Source extract →
Not once in the essay — not once — do Fung and Weil stop to reflect upon the core difference between state power and corporate power: the scope of coercive powers and the possibility of escape. That is, the State has the power to tax, fine, punish, imprison, wage war, etc.  Corporations have none of these things.  And if you hate or fear a certain company, you almost always have another choice to turn to. Not so with the State.  Escape from its tentacles is not so easy.  They even have the audacity to claim that, “In American society, the threats to citizens individually and to society generally come as much — perhaps much more — from powerful private sector actors as from government.” Really? That’s certainly news to me.  Were companies locking up people in Gitmo, storming compounds in Waco, TX, or raiding people’s homes in outrageous drug busts?  Uh, no.

This is not to say that companies don’t make profound mistakes or that more transparency isn’t a beneficial thing even at the corporate level, but Fung and Weil are engaged in a dangerous game of moral equivalency here that we should not let them get away with.  Moreover, they completely ignore the many good reasons why companies shouldn’t be perfectly transparent. Business plans and methods, for example, need to be kept somewhat secret for obvious reasons.

Finally, when they make the argument that, “This shift requires the transparency movement to reorient itself in several substantial ways” and asking us to welcome government “as an ally,” they are essentially politicizing the transparency movement and fracturing what, at least so far, has been a very non-partisan affair. If they succeed in leading the movement down their preferred path, it will destroy that alliance. I certainly realize that the majority of people in the transparency and “Govt 2.0” movement do not share my radical pacifism when it comes to the dangers of State power, but I would hope they would want to keep at least some of my type in the movement and maintain a non-partisan approach to the issue. I think transparency and open government advocates should check their ideologies at the door, so to speak, when they approach these issues.

Material →
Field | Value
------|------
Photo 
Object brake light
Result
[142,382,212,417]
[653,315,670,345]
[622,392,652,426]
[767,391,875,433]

Task description → Please copy out the full passage on state power, corporate power, and the transparency movement, word for word.

Answer in full →
Not once in the essay — not once — do Fung and Weil stop to reflect upon the core difference between state power and corporate power: the scope of coercive powers and the possibility of escape. That is, the State has the power to tax, fine, punish, imprison, wage war, etc.  Corporations have none of these things.  And if you hate or fear a certain company, you almost always have another choice to turn to. Not so with the State.  Escape from its tentacles is not so easy.  They even have the audacity to claim that, “In American society, the threats to citizens individually and to society generally come as much — perhaps much more — from powerful private sector actors as from government.” Really? That’s certainly news to me.  Were companies locking up people in Gitmo, storming compounds in Waco, TX, or raiding people’s homes in outrageous drug busts?  Uh, no.

This is not to say that companies don’t make profound mistakes or that more transparency isn’t a beneficial thing even at the corporate level, but Fung and Weil are engaged in a dangerous game of moral equivalency here that we should not let them get away with.  Moreover, they completely ignore the many good reasons why companies shouldn’t be perfectly transparent. Business plans and methods, for example, need to be kept somewhat secret for obvious reasons.

Finally, when they make the argument that, “This shift requires the transparency movement to reorient itself in several substantial ways” and asking us to welcome government “as an ally,” they are essentially politicizing the transparency movement and fracturing what, at least so far, has been a very non-partisan affair. If they succeed in leading the movement down their preferred path, it will destroy that alliance. I certainly realize that the majority of people in the transparency and “Govt 2.0” movement do not share my radical pacifism when it comes to the dangers of State power, but I would hope they would want to keep at least some of my type in the movement and maintain a non-partisan approach to the issue. I think transparency and open government advocates should check their ideologies at the door, so to speak, when they approach these issues.